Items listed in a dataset
•••••
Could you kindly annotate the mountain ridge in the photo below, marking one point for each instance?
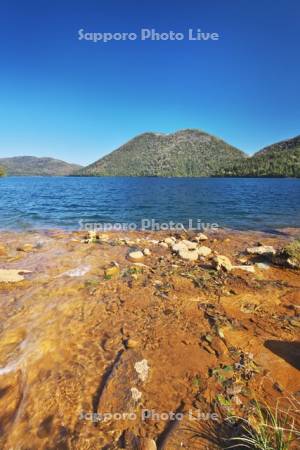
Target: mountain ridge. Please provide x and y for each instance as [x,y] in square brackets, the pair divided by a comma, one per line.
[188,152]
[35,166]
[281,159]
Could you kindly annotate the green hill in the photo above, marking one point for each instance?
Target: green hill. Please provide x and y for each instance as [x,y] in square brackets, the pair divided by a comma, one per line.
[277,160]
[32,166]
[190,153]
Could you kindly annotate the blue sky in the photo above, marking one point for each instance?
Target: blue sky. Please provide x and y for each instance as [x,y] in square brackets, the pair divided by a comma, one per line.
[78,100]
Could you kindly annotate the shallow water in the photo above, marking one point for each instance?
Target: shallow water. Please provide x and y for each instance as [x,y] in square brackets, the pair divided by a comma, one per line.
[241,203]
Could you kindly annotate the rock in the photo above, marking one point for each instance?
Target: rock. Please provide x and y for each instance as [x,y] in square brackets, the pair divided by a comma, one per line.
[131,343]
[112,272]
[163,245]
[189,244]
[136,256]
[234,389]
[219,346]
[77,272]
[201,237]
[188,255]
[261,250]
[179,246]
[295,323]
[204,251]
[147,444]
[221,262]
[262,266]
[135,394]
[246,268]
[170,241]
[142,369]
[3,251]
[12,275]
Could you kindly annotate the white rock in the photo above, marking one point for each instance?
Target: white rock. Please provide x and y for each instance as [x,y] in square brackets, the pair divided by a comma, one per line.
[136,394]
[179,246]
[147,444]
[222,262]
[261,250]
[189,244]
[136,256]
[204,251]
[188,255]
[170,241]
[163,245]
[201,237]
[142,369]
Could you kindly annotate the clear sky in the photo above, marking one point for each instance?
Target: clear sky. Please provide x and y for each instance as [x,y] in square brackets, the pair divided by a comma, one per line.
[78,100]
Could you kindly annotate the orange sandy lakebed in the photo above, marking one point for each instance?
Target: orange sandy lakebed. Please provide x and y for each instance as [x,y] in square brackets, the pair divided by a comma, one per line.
•••••
Scale the point coordinates in the answers by 1.05, rounding to whole numbers with halves going up. Reproduce every line between the line holding "Could you kindly annotate the rock" and the end of the records, inclusive, leaving all other text unchanged and giving only those lines.

**Result**
Could you kindly annotate the rock in the photo above, marking one point for each instance?
Target: rock. Please provide x and y for each instance as [x,y] in square brackets, the pair divided by a comma, one per line.
[138,360]
[118,286]
[171,257]
[198,256]
[143,269]
[246,408]
[230,363]
[81,286]
[211,249]
[197,268]
[274,263]
[188,258]
[310,339]
[214,264]
[154,466]
[232,275]
[275,279]
[142,414]
[258,281]
[179,253]
[149,387]
[3,264]
[13,289]
Could you kindly annotate the white rock in the photo above, marking one point for each instance?
Target: white rock. Please provide x and y for each instance as [x,y] in square brackets, the pair divided by a comma, one per line.
[143,414]
[188,258]
[154,466]
[233,275]
[274,263]
[198,256]
[143,269]
[214,264]
[197,268]
[179,253]
[171,257]
[211,249]
[149,387]
Could you kindly annotate the clear sky in the photo above, marking one point for each instance?
Target: clear sky. Please provide x and y for each instance as [x,y] in square brackets, the pair divided by a comma, one per line.
[82,105]
Could you kindly annotate the orange sandy lakebed in the photo above, marking one point for each instance?
Target: orange sandy lakebed. Please provide x and y for each instance as [x,y] in square brackets, the pair divided by a comma, one per line.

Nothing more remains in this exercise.